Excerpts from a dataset
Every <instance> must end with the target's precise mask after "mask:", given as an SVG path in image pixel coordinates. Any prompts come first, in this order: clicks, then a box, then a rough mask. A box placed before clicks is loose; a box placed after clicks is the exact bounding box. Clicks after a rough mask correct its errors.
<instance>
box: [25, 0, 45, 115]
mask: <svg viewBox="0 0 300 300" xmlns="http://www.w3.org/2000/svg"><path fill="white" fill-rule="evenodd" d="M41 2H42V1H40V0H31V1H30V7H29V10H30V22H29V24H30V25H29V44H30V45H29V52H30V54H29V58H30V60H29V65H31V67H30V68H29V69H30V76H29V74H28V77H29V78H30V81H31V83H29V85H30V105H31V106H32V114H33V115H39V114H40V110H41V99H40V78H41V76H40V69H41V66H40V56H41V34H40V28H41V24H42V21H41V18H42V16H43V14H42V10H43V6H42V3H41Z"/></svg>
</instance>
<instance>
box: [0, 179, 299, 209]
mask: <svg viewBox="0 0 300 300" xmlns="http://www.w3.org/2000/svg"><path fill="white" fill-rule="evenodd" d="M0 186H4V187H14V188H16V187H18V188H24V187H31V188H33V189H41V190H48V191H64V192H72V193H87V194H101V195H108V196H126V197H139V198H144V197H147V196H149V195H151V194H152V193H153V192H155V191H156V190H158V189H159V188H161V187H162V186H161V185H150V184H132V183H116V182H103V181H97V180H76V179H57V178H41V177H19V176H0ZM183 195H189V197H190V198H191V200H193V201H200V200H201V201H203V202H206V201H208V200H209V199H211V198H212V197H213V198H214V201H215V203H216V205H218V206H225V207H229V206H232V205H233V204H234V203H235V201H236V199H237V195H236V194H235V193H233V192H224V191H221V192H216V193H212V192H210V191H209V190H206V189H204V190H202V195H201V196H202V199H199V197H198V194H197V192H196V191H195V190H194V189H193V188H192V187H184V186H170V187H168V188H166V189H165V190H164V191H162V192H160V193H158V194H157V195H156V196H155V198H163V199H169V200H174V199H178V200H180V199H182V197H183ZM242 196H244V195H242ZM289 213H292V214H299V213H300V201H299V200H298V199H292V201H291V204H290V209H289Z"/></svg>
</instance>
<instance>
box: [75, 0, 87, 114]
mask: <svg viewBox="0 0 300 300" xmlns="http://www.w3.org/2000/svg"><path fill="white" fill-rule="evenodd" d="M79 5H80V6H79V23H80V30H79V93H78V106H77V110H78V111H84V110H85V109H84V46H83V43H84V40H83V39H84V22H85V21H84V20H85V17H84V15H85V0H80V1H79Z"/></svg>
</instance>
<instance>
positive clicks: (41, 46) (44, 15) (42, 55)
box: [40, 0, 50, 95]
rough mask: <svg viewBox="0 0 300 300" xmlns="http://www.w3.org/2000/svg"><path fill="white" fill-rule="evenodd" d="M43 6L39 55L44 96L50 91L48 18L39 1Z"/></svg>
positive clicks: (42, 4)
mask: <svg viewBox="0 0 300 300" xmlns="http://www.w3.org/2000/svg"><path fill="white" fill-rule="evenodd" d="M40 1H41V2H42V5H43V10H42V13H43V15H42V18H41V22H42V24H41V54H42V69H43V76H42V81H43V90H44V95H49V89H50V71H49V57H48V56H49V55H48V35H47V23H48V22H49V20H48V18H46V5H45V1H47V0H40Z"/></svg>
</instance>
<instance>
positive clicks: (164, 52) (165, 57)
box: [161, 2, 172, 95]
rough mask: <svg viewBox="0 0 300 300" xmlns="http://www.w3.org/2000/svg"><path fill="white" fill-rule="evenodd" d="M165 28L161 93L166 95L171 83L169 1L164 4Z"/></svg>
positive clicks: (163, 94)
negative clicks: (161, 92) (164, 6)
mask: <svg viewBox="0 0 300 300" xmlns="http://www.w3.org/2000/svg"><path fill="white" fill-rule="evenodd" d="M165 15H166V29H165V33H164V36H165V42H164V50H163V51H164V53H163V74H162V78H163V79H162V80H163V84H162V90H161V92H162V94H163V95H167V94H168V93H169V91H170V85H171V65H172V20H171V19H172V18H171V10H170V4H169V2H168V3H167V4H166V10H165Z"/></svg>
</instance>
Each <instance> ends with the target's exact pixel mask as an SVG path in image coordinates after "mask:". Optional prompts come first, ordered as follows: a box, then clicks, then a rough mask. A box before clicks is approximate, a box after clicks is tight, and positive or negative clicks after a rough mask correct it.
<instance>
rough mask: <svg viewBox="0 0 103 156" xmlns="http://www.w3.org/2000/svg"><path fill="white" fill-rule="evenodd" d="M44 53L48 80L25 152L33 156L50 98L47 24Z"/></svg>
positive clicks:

__Your task__
Count the lines of the records above that contain the word "before". Give only the number.

__Result of this task__
2